Task brief: Quote the records below in full, exactly as given, with the images taken out.

(Object position labeling entries)
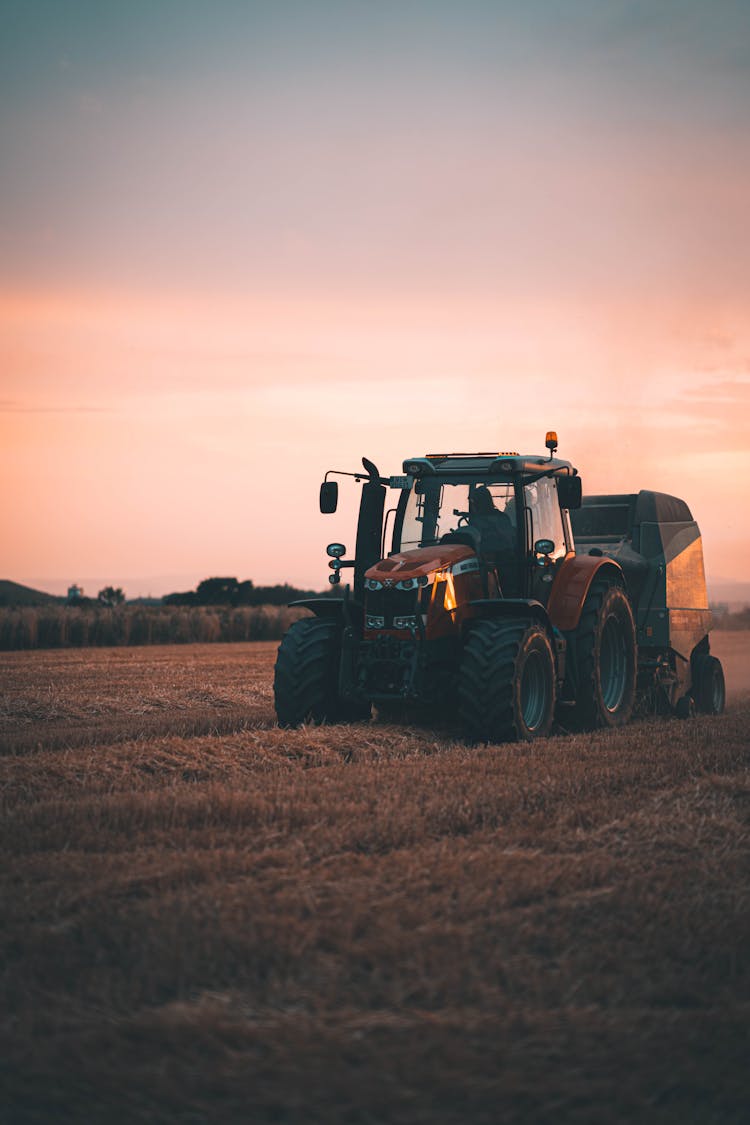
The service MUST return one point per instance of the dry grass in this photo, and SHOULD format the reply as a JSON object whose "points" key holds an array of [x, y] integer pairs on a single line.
{"points": [[361, 924]]}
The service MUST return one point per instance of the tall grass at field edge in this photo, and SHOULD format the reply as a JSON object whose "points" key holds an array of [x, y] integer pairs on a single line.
{"points": [[65, 627]]}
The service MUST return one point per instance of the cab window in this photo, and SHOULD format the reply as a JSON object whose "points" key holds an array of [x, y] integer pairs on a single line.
{"points": [[543, 514]]}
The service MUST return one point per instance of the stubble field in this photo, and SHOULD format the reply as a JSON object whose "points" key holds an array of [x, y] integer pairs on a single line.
{"points": [[206, 918]]}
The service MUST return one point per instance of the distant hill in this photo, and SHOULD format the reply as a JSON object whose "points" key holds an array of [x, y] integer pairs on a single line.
{"points": [[735, 595], [12, 593]]}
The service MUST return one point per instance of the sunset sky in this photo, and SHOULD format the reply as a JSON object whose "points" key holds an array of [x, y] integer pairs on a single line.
{"points": [[242, 243]]}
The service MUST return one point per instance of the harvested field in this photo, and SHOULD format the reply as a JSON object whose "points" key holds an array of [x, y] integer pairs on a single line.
{"points": [[207, 918]]}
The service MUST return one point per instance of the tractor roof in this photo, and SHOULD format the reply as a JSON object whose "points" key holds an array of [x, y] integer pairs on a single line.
{"points": [[490, 464]]}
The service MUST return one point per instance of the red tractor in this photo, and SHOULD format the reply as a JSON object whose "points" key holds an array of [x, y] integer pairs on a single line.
{"points": [[487, 606]]}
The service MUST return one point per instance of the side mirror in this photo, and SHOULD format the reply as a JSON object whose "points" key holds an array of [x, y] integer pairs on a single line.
{"points": [[328, 496], [542, 550], [570, 492]]}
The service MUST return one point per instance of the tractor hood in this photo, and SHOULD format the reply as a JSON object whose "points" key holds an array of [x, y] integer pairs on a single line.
{"points": [[421, 563]]}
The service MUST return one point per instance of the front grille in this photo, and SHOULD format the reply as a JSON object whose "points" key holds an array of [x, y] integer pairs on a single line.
{"points": [[391, 603]]}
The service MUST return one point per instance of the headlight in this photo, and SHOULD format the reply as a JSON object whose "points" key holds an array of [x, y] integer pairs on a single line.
{"points": [[409, 622], [413, 583]]}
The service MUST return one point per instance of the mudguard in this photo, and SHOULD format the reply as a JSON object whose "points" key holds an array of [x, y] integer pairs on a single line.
{"points": [[509, 608], [571, 585]]}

Response:
The service MUST return one point per instance of the dry grass in this photo, and SHOULD format the reply as a JSON object whose "points" key holds an array of [x, y] integer pairs on a single line.
{"points": [[361, 924]]}
The service MUST return one point per instance of the tall grass at field edge in this photo, and SHOULD format the reply as a JSON object whose "points" key holds an array of [x, y] integer pairs on a single line.
{"points": [[65, 627]]}
The service MUST return one point per instance of the cab window in this photo, and SHOULD format the reply as a JSON object whose "points" key holds an array of [x, y] integer pairs on a single line.
{"points": [[543, 514]]}
The service MUST return one point per instance of the stubble field in this photo, and SHOULD format the reply as a JSON object whose "points" key holds an array of [x, y] integer pairs on a single line.
{"points": [[206, 918]]}
The service MUST return one point per instance of the distant hill in this photo, and SHOULD format the reply as a JSON object whose "points" key holds an array of [x, y] integer pairs on a single line.
{"points": [[735, 595], [12, 593]]}
The service MUST return one point per instance of the sunset sky in this photo, and SHOULD format the reply as a JSON object whose "points" key holds an array of [x, y] integer pairs on a single line.
{"points": [[242, 243]]}
The service MUST return one point per instance of the harvested field in this photo, and SHOULD format the reply as a JSON object whose "points" key holds an array of [x, y] integer pairs on a single line.
{"points": [[207, 918]]}
The service MUST return one point per instance of the tractor roof in this photo, and SHOULD format the reply as a JSON object whose "points" key holds an array of [x, y] integer pairs on a single line.
{"points": [[490, 464]]}
The service MUST return one point per instance of the red tractor in this photo, and SHOULD format the reply as a JSON object whose "points" key holds an array of [x, y] integer pairs on a single line.
{"points": [[487, 606]]}
The service MUST return one point per instance of the side mirror in this photo, and SHOULD format the reply as a JSON object whose "points" key holds an array of [x, y] integer pairs on a single line.
{"points": [[328, 496], [542, 550], [570, 492]]}
The service MUST return one point per instance of the tractor hood in this photo, and SHOULD format the reply as a JSON object whose "points" key holds an array of [x, y] integer pairs on a single line.
{"points": [[421, 563]]}
The service MUST return one point per instance of the front grille in this photo, and SHOULD format the reply as a JSON object whose "points" key holds an array of [x, y] integer pairs on a single line.
{"points": [[391, 603]]}
The service MUST return one point per instance of the headlight in this photo, and SHOULD format the reply as a JSON object whose "points" key holds an array of [x, y] integer pairs on a single line.
{"points": [[409, 622], [413, 583]]}
The service MUST return one point per instance of the mudguard in this photo, and SHOULD format the reply as a JSON object whose "points" key holds an array of [x, y] integer pairs on a single line.
{"points": [[509, 608], [571, 585]]}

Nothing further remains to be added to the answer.